> **Yang Ditanyakan**:
1) Dalam teks tentang RUU Kesehatan di bawah, aspek apa saja yang disebut Menteri Kesehatan Budi Gunadi Sadikin sebagai contoh aspek yang disempurnakan dalam Undang-Undang Kesehatan? Sebutkan semuanya.
2) Apakah setiap pernyataan berikut sesuai dengan teks tentang RUU Kesehatan di bawah? Jawab ya atau tidak dan kutip kata-kata teks yang menentukan.
(a) Netty menilai pembahasan RUU Kesehatan memerlukan waktu lebih panjang.
(b) Menurut Puan, undang-undang yang disahkan itu akan menghilangkan hak-hak tenaga kesehatan.
(c) Melki menyebut RUU ini bertujuan meningkatkan daya saing bangsa di sektor kesehatan.
3) Bagaimana kelanjutan teks tentang RUU Kesehatan di bawah? Lanjutkan teks itu mulai setelah kalimat terakhirnya.

> **Bagian Teks**:
::::::::
PKS juga menolak RUU Kesehatan karena proses penyusunan dan pembahasannya cenderung cepat. Padahal RUU ini merupakan omnibus yang mengkompilasi sejumlah undang-undang. Menurut Netty, perlu waktu lebih panjang agar pembahasan dapat dilakukan secara mendalam dengan mendengarkan semua masukan mereka yang berkepentingan terhadap regulasi kesehatan. “Kami menginginkan terwujudnya ‘Kerja Mudah, Sehat Murah’ bagi masyarakat Indonesia sehingga aturan yang dihadirkan harus berpihak kepada masyarakat dan bukan kepada para pemilik modal,” kata Netty.
Dalih Pemerintah
Menanggapi penolakan dua fraksi tersebut, Puan mengatakan pembahasan RUU Kesehatan dilakukan secara terbuka dan intensif dengan prinsip kehati-hatian. ”Selama pembahasan, DPR melibatkan seluruh pemangku kepentingan, termasuk masyarakat,” ujarnya. Politikus PDI Perjuangan ini juga memastikan RUU Kesehatan yang disahkan menjadi undang-undang itu tidak akan menghilangkan hak-hak tenaga kesehatan. Pengesahan tersebut justru meningkatkan hak-hak tenaga medis dan tenaga kesehatan soal pemberian kesejahteraan dan pelindungan hukum. “Undang-Undang Kesehatan ini bertujuan memperkuat sistem kesehatan negara dan meningkatkan kualitas kesehatan, serta kesejahteraan masyarakat juga,” ujarnya.
Wakil Ketua Komisi Kesehatan DPR, Emanual Melkiades Laka Lena, menyebutkan, sebelum disahkan, pembahasan RUU Kesehatan dilakukan intensif dan komprehensif. Dia menjelaskan, RUU Kesehatan bertujuan memperkuat sistem kesehatan nasional melalui transformasi kesehatan secara menyeluruh. Tak hanya itu, Melki menyebutkan RUU ini bertujuan meningkatkan daya saing bangsa dalam sektor kesehatan di mata internasional.
Dalam kesempatan terpisah, Menteri Kesehatan Budi Gunadi Sadikin mengatakan terdapat sejumlah aspek yang disempurnakan dalam Undang-Undang Kesehatan. Dia mencontohkan aspek pencegahan, kemudahan layanan kesehatan, kemandirian kesehatan, ketangguhan menghadapi bencana-wabah, transparansi dan efektivitas, serta integrasi.
::::::::
> **Cuplikan Entri**:
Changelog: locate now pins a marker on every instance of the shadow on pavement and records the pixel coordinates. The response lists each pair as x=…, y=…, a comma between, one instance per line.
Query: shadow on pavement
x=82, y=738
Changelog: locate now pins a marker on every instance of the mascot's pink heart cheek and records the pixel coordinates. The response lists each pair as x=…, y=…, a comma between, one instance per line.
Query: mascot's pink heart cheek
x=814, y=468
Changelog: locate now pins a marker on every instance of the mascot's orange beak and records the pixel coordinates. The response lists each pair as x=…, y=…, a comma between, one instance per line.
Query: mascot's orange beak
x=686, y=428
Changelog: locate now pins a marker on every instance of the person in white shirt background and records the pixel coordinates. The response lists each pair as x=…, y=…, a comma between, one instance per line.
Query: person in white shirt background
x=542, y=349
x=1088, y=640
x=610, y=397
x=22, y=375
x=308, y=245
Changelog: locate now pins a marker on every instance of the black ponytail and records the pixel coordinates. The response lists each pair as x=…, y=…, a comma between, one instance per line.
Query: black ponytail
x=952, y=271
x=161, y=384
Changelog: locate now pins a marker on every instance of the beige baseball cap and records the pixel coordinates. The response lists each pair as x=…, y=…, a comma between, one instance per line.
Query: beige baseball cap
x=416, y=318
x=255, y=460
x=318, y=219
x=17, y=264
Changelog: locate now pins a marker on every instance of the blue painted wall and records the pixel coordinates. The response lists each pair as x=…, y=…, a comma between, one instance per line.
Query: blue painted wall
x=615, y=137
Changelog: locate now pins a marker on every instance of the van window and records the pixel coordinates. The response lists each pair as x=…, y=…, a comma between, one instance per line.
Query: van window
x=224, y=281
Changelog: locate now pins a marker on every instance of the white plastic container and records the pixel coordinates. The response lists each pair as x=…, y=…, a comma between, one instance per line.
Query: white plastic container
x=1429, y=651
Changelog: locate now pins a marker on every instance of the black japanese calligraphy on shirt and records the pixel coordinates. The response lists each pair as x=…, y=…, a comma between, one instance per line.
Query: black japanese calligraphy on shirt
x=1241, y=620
::::::::
> **Jawaban Latihan**:
1)
- Pencegahan
- Kemudahan layanan kesehatan
- Kemandirian kesehatan
- Ketangguhan menghadapi bencana-wabah
- Transparansi dan efektivitas
- Integrasi

2)
(a) Ya: "perlu waktu lebih panjang agar pembahasan dapat dilakukan secara mendalam"
(b) Tidak: "tidak akan menghilangkan hak-hak tenaga kesehatan"
(c) Ya: "RUU ini bertujuan meningkatkan daya saing bangsa dalam sektor kesehatan di mata internasional"

3)
Menteri Budi menilai pengesahan RUU Kesehatan ini menjadi salah satu langkah terciptanya transformasi kesehatan untuk membangun Indonesia yang tangguh, mandiri, dan inklusif. “Ini menjadi awal membangun kembali sistem kesehatan yang tangguh sampai ke pelosok negeri,” ujar Budi dalam keterangan pemerintah dalam rapat paripurna.
Baca: Data Rawan Tersebab RUU Kesehatan
Dugaan Pelanggaran Konstitusi
Pengamat kebijakan publik, Trubus Rahadiansyah, menduga pengesahan RUU Kesehatan melanggar konstitusi. Menurut dia, pembahasan RUU Kesehatan minim partisipasi publik dan cenderung terburu-buru dalam penyusunan serta pembahasan sehingga urgensi pengesahan ini dipertanyakan. “Pembahasan dan penyusunan RUU ini ditengarai cenderung diintervensi pemerintah. Ini berdampak pada menurunnya pelayanan kesehatan bagi masyarakat,” kata Trubus.
Dia menjelaskan, Kementerian Kesehatan sebenarnya tidak memiliki “power” yang cukup apabila harus mengelola banyak tugas yang sebelumnya sudah dilakukan organisasi profesi kesehatan. Dia mencontohkan pengawasan terhadap dokter dan terbitnya surat tanda registrasi (STR). Dalam RUU Kesehatan yang baru, STR bagi tenaga kesehatan tidak perlu lagi diperbarui setiap lima tahun.
Trubus menilai Menteri Budi Gunadi dan jajarannya seharusnya menyadari kualitas sumber daya yang ada apabila berkukuh ingin mengelola persoalan kesehatan di Indonesia. “Soal surat tanda registrasi atau perizinan kan sudah domainnya organisasi profesi. Saya khawatir, kalau semua dipegang Kementerian Kesehatan, malah akan memunculkan malpraktik karena proses regenerasi tidak berjalan optimal,” ujarnya.
Ketua Pengurus Besar Ikatan Dokter Indonesia (IDI), Adib Khumaidi, mengatakan IDI dan sejumlah organisasi profesi kesehatan bakal mengajukan judicial review ke Mahkamah Konstitusi setelah DPR dan pemerintah mengesahkan RUU Kesehatan. Sebab, menurut Adib, proses penyusunan hingga pembahasan RUU sapu jagat tersebut dilakukan tidak sesuai dengan prosedur hukum. “Ini cacat hukum karena masih ada hal yang tidak memenuhi syarat tapi dipaksakan,” ujar Adib.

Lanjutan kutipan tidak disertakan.